- [DO THIS]: Please copy the following lines word for word, changing no character.

- [RECORDS]:
◇ ◇ ◇ ◇
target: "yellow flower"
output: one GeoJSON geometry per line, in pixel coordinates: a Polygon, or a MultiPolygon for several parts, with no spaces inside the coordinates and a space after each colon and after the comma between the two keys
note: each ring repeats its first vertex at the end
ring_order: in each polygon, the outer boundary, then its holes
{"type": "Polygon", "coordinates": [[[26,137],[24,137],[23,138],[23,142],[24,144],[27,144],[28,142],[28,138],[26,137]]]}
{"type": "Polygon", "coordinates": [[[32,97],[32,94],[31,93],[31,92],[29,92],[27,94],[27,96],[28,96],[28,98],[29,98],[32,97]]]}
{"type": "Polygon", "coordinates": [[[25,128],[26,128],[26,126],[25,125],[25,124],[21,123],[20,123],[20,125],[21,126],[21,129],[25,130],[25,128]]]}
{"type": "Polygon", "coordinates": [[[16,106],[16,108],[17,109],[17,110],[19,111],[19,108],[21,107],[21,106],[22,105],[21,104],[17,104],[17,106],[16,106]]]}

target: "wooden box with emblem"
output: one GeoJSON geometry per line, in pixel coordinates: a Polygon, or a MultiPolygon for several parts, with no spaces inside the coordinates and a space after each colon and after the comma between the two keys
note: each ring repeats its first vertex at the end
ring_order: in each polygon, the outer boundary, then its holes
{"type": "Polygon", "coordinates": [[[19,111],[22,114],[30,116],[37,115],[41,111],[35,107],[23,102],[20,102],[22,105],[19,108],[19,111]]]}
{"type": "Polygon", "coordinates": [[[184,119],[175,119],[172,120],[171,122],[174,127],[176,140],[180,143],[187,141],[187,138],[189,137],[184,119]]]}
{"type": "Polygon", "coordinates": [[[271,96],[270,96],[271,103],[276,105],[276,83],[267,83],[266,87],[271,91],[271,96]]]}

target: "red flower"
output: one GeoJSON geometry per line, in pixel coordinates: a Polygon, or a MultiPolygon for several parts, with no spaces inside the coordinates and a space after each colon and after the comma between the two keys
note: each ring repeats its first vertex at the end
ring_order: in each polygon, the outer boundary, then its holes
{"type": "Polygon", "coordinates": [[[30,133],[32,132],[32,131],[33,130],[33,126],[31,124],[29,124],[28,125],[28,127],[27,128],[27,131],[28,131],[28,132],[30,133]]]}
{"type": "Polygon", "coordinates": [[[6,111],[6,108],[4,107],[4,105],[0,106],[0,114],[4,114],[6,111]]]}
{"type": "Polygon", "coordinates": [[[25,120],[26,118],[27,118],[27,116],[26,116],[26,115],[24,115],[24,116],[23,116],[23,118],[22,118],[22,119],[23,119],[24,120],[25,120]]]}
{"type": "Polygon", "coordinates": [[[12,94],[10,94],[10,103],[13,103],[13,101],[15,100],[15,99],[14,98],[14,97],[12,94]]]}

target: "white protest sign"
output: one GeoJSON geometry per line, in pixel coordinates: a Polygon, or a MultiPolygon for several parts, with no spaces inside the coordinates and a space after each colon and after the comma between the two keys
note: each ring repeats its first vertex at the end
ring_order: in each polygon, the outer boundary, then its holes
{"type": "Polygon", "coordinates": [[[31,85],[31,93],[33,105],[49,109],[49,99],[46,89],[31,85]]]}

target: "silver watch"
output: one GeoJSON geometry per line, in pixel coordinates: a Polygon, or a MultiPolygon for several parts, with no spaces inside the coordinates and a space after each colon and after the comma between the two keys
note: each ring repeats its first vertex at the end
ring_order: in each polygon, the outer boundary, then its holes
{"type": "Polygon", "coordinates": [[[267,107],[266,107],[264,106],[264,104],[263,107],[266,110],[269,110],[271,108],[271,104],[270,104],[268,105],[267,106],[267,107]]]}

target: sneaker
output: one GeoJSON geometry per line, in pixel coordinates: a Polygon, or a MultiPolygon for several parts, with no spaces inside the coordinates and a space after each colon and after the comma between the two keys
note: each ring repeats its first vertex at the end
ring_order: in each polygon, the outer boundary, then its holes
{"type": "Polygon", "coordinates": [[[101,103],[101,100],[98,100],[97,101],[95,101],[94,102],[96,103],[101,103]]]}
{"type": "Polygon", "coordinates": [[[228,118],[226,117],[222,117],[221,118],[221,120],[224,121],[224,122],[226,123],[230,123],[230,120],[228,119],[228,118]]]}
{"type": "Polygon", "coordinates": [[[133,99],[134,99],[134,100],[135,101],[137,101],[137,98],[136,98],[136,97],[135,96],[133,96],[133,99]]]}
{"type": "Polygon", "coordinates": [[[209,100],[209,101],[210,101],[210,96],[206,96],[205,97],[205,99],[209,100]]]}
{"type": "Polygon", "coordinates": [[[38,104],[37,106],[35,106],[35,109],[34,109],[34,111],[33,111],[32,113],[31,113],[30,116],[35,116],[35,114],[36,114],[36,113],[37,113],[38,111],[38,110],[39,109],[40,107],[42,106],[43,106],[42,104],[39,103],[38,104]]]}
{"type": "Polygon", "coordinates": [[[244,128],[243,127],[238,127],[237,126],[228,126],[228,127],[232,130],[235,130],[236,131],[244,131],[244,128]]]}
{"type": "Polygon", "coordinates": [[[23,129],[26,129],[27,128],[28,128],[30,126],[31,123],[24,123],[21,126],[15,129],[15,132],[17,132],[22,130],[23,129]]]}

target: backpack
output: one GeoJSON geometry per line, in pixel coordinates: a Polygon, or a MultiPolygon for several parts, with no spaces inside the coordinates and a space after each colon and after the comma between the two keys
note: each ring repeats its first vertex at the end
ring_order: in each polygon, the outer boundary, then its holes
◇ ◇ ◇ ◇
- [ANSWER TO THIS TASK]:
target: "yellow flower"
output: one GeoJSON geometry per line, in pixel coordinates: a Polygon, or a MultiPolygon for several parts, with no spaces inside the coordinates and a space after each colon and after the comma between the two keys
note: each ring repeats its first vertex at the end
ring_order: in each polygon, the outer boundary, then its holes
{"type": "Polygon", "coordinates": [[[26,137],[24,137],[23,138],[23,142],[24,144],[27,144],[28,142],[28,138],[26,137]]]}
{"type": "Polygon", "coordinates": [[[32,97],[32,94],[31,93],[31,92],[29,92],[27,94],[27,96],[28,96],[28,98],[29,98],[32,97]]]}
{"type": "Polygon", "coordinates": [[[25,128],[26,128],[26,126],[25,125],[25,124],[21,123],[20,123],[20,125],[21,126],[21,129],[25,130],[25,128]]]}
{"type": "Polygon", "coordinates": [[[16,106],[16,108],[17,109],[17,110],[19,111],[19,108],[21,107],[21,106],[22,105],[21,104],[17,104],[17,106],[16,106]]]}

target: "wooden box with emblem"
output: one GeoJSON geometry per line, in pixel coordinates: a Polygon, or a MultiPolygon for several parts, with no spaces inside the coordinates and a space after each colon and after the comma between the two keys
note: each ring repeats its first vertex at the end
ring_order: in each polygon, the outer boundary, then its holes
{"type": "Polygon", "coordinates": [[[19,111],[22,114],[30,116],[37,115],[41,111],[35,107],[23,102],[20,102],[22,105],[19,108],[19,111]]]}
{"type": "Polygon", "coordinates": [[[184,119],[175,119],[172,120],[171,122],[174,127],[176,140],[180,143],[187,141],[187,138],[189,137],[184,119]]]}
{"type": "Polygon", "coordinates": [[[271,96],[270,96],[271,103],[276,105],[276,83],[267,83],[266,87],[271,91],[271,96]]]}

target: "red flower"
output: one GeoJSON geometry per line, in pixel coordinates: a Polygon, or a MultiPolygon for several parts, with no spaces inside the coordinates and a space after each colon and after the comma between the two keys
note: each ring repeats its first vertex at the end
ring_order: in each polygon, the outer boundary, then its holes
{"type": "Polygon", "coordinates": [[[30,133],[32,132],[32,131],[33,130],[33,126],[31,124],[29,124],[28,125],[28,127],[27,128],[27,131],[28,131],[28,132],[30,133]]]}
{"type": "Polygon", "coordinates": [[[6,111],[6,108],[4,107],[4,105],[0,106],[0,114],[4,114],[6,111]]]}
{"type": "Polygon", "coordinates": [[[25,120],[26,118],[27,118],[27,116],[26,116],[26,115],[24,115],[24,116],[23,116],[23,118],[22,118],[22,119],[23,119],[24,120],[25,120]]]}
{"type": "Polygon", "coordinates": [[[12,94],[10,94],[10,103],[13,103],[13,101],[15,100],[15,99],[14,98],[14,97],[12,94]]]}

target: "white protest sign"
output: one GeoJSON geometry per line, in pixel coordinates: a Polygon, or a MultiPolygon for several parts, with no spaces inside the coordinates and a space after each colon and after the comma between the two keys
note: each ring repeats its first vertex at the end
ring_order: in each polygon, the outer boundary, then its holes
{"type": "Polygon", "coordinates": [[[31,85],[31,93],[33,105],[49,109],[49,99],[46,89],[31,85]]]}

target: "silver watch"
output: one GeoJSON geometry per line, in pixel coordinates: a Polygon, or a MultiPolygon for several parts, with no spaces inside the coordinates and a space after each colon and after the comma between the two keys
note: each ring repeats its first vertex at the end
ring_order: in each polygon, the outer boundary, then its holes
{"type": "Polygon", "coordinates": [[[267,107],[266,107],[264,106],[264,104],[263,107],[266,110],[269,110],[271,108],[271,104],[270,104],[268,105],[267,106],[267,107]]]}

target: sneaker
output: one GeoJSON geometry per line, in pixel coordinates: a Polygon, or a MultiPolygon for several parts, with no spaces inside the coordinates and a space after each colon and after the comma between the two keys
note: each ring repeats its first vertex at the end
ring_order: in each polygon, the outer boundary, then its holes
{"type": "Polygon", "coordinates": [[[101,103],[101,100],[98,100],[97,101],[95,101],[94,102],[96,103],[101,103]]]}
{"type": "Polygon", "coordinates": [[[228,118],[226,117],[222,117],[221,118],[221,120],[224,121],[224,122],[226,123],[230,123],[230,120],[228,119],[228,118]]]}
{"type": "Polygon", "coordinates": [[[133,99],[134,99],[134,100],[135,101],[137,101],[137,98],[136,98],[136,97],[135,96],[133,96],[133,99]]]}
{"type": "Polygon", "coordinates": [[[209,100],[209,101],[210,101],[210,96],[206,96],[205,97],[205,99],[209,100]]]}
{"type": "Polygon", "coordinates": [[[38,104],[37,106],[35,106],[35,109],[34,109],[34,111],[33,111],[32,113],[31,113],[30,116],[35,116],[35,114],[36,114],[36,113],[37,113],[38,111],[38,110],[39,109],[40,107],[42,106],[43,106],[42,104],[39,103],[38,104]]]}
{"type": "Polygon", "coordinates": [[[244,128],[243,127],[238,127],[237,126],[228,126],[228,127],[232,130],[235,130],[236,131],[244,131],[244,128]]]}
{"type": "Polygon", "coordinates": [[[23,129],[26,129],[27,128],[28,128],[30,126],[31,123],[24,123],[21,126],[15,129],[15,132],[17,132],[22,130],[23,129]]]}

target: backpack
output: one GeoJSON geometry per line, in pixel coordinates: a Polygon, or a MultiPolygon for several parts, with no spaces inside the coordinates and a space after each colon and after the comma between the two keys
note: each ring repeats its first vertex at the end
ring_order: in each polygon, the outer boundary, then its holes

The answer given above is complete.